- [WORK REQUIRED] Transcribe the rest of the listing below, starting with the line that contains "For practice, label the white horse" and ending with the last line, exactly as written.

- [PROVIDED RECORDS]
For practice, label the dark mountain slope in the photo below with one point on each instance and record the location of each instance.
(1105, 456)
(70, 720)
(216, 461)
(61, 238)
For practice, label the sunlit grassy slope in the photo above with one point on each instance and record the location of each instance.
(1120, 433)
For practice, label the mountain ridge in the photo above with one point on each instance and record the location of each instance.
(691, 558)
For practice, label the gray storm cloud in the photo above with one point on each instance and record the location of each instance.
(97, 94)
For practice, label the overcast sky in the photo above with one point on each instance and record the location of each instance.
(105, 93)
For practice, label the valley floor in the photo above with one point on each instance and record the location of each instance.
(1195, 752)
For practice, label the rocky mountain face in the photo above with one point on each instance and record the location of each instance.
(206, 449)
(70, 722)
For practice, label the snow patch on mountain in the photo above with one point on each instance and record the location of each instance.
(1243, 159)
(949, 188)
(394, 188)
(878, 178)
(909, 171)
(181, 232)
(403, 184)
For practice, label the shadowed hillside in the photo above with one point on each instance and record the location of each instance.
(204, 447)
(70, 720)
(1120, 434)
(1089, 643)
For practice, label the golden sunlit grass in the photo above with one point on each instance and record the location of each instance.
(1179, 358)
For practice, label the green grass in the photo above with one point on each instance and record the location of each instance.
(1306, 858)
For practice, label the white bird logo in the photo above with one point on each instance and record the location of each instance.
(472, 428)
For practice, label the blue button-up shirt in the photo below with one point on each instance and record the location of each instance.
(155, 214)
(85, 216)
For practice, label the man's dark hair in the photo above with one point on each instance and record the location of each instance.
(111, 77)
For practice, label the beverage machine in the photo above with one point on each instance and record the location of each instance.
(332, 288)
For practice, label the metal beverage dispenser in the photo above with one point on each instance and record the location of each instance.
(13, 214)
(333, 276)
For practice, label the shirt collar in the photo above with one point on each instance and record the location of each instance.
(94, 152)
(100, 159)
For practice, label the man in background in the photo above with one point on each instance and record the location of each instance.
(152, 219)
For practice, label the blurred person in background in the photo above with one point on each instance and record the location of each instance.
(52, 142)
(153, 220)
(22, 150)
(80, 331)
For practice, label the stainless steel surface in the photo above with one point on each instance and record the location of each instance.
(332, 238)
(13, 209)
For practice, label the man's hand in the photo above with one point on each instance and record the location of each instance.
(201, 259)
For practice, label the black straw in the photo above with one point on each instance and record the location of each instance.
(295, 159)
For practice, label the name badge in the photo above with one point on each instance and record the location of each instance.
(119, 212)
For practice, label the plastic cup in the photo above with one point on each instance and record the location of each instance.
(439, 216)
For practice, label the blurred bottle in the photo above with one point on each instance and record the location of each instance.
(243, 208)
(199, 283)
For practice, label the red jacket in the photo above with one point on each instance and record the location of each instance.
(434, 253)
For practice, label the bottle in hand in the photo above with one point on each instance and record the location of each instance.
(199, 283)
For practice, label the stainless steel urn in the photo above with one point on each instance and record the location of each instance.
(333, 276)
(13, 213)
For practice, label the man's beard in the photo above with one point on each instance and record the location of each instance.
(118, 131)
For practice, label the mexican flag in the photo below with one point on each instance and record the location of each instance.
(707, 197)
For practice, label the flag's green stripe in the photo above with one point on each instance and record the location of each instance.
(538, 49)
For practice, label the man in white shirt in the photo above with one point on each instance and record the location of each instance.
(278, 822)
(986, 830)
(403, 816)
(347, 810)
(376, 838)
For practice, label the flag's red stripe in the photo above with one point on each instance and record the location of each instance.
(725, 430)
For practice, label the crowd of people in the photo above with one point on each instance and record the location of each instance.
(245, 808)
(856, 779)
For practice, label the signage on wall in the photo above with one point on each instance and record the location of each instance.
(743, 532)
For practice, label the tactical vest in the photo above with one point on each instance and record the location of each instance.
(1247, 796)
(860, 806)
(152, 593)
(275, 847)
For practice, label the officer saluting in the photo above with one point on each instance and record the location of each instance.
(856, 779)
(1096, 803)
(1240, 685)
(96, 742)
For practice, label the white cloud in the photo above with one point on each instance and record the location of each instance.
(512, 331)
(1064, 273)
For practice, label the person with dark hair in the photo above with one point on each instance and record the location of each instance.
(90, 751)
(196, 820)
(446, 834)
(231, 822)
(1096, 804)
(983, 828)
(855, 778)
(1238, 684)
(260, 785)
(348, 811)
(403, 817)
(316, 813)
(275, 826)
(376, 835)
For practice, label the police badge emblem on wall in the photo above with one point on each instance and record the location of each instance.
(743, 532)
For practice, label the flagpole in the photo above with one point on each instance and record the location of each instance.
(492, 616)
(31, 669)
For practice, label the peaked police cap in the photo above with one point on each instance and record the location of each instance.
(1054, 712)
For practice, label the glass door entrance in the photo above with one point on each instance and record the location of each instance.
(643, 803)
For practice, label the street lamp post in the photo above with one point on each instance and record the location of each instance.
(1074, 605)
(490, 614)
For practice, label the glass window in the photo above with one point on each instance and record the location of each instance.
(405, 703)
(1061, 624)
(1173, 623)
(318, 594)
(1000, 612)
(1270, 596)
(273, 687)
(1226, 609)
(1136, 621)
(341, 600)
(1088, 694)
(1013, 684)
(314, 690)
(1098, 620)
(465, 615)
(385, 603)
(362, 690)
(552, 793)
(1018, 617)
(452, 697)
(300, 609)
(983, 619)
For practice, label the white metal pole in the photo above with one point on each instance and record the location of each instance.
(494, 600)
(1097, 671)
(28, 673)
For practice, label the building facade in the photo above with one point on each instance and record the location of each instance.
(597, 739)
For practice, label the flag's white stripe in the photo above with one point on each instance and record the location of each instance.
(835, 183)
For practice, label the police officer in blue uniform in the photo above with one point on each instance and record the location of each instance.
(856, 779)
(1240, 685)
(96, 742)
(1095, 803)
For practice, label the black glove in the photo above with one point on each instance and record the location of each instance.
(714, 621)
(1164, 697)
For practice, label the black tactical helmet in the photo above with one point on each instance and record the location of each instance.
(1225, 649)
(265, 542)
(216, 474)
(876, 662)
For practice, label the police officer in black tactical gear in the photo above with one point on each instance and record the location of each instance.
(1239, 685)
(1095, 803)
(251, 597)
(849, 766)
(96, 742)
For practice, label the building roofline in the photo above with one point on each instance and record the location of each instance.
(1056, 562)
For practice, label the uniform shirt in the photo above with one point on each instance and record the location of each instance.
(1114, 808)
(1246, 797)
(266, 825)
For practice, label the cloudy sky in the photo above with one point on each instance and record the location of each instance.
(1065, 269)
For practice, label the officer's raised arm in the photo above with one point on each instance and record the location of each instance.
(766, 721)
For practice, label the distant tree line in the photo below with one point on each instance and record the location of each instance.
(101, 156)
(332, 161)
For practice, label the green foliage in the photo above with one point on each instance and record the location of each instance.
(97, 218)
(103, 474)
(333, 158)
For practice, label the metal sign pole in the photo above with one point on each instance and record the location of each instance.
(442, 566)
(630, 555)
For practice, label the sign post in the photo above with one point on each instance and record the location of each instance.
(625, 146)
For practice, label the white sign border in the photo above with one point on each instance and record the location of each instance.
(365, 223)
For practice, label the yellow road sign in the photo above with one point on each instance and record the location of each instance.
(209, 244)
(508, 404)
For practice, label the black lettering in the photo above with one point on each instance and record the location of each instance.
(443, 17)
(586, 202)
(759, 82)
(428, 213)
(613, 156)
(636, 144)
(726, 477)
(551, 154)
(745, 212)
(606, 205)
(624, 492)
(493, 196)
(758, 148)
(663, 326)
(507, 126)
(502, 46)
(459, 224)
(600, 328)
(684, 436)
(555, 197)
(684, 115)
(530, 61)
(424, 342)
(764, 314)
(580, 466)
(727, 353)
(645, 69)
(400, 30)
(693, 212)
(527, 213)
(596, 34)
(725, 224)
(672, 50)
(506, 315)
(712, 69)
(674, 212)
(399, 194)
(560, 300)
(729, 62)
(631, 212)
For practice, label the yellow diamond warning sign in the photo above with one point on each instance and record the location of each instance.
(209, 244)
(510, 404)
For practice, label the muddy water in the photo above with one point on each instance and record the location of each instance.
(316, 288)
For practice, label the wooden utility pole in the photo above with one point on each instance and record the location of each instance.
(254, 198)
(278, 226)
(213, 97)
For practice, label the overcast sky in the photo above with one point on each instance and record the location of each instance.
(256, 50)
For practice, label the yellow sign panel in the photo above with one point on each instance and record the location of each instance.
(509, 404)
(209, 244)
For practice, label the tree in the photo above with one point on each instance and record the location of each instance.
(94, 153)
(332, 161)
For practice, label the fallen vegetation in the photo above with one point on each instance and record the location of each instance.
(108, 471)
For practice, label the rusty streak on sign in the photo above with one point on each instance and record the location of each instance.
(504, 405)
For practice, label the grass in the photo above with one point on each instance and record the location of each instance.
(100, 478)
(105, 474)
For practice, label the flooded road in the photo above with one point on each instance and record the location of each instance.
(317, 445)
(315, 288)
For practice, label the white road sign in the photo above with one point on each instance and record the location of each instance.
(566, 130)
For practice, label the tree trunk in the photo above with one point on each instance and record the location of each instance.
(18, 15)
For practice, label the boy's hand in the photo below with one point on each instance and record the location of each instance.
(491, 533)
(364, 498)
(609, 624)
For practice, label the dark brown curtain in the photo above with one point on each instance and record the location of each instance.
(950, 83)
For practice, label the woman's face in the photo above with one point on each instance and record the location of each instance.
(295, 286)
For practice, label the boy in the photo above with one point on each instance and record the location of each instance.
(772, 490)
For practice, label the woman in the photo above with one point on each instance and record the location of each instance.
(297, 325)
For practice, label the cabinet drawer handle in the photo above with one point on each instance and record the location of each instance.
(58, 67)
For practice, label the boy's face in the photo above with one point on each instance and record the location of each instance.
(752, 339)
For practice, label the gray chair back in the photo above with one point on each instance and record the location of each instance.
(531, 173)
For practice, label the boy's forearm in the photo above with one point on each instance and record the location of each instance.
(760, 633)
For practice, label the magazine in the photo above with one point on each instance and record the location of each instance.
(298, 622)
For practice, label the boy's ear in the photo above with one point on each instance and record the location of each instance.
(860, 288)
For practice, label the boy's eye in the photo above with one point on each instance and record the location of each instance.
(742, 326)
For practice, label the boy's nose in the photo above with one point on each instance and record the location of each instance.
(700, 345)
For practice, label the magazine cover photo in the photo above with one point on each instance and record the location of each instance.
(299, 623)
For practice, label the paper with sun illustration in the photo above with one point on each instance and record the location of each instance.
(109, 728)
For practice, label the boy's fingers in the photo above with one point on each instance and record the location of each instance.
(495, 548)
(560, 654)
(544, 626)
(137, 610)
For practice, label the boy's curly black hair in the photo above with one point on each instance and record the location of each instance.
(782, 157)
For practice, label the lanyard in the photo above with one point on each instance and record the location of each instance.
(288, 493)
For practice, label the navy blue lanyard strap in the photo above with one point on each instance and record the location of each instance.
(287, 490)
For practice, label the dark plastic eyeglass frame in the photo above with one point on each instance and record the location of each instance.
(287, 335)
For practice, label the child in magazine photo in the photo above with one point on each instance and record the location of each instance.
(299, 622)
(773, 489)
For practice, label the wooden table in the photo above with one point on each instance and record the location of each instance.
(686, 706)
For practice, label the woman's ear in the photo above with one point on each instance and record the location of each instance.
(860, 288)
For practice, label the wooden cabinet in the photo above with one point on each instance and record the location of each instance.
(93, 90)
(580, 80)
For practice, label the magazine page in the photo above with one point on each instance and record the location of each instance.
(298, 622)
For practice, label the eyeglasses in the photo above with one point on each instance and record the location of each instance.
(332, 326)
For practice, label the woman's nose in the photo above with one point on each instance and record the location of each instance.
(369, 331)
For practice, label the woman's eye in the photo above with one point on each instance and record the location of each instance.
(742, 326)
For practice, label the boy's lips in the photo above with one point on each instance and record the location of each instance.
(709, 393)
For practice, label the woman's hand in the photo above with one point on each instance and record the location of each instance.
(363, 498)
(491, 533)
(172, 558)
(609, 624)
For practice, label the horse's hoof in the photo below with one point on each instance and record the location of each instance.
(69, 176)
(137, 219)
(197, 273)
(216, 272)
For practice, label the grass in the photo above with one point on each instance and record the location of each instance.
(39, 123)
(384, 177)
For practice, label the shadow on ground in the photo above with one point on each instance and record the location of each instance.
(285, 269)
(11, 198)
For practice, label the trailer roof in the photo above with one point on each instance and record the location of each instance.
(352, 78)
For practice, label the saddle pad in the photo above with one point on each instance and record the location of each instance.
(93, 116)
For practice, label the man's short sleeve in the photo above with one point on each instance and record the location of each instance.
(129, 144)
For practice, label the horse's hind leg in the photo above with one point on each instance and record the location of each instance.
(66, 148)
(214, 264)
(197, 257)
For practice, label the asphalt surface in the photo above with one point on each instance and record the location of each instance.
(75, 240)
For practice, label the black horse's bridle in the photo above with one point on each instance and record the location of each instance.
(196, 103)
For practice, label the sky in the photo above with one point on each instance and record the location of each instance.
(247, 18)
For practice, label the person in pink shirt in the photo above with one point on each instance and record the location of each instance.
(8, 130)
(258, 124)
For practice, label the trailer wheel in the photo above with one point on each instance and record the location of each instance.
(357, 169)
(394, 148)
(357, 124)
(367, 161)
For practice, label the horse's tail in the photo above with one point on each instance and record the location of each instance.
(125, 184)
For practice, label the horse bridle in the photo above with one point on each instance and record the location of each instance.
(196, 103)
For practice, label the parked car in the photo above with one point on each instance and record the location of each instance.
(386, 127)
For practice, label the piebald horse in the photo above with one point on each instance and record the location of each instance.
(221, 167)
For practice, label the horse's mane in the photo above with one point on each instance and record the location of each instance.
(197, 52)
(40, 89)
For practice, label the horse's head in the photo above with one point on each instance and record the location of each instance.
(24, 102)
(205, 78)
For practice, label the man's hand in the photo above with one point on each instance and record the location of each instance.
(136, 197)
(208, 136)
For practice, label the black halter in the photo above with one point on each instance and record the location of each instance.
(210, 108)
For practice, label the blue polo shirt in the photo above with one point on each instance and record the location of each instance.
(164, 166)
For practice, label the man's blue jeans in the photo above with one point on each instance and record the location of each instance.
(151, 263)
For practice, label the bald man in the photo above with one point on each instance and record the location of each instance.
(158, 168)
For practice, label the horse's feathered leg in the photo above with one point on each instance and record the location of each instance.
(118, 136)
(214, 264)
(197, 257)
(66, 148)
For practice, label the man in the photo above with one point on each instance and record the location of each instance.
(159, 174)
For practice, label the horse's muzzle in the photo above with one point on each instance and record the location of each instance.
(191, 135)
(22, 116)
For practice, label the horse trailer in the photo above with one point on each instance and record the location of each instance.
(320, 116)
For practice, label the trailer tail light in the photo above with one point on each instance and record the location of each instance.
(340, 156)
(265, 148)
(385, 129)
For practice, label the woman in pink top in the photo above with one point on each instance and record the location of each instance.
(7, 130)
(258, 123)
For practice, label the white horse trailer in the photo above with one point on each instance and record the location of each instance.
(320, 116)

- [FINISHED TASK]
For practice, label the white horse trailer in the photo above with one point on each instance and record the location of each instance.
(320, 116)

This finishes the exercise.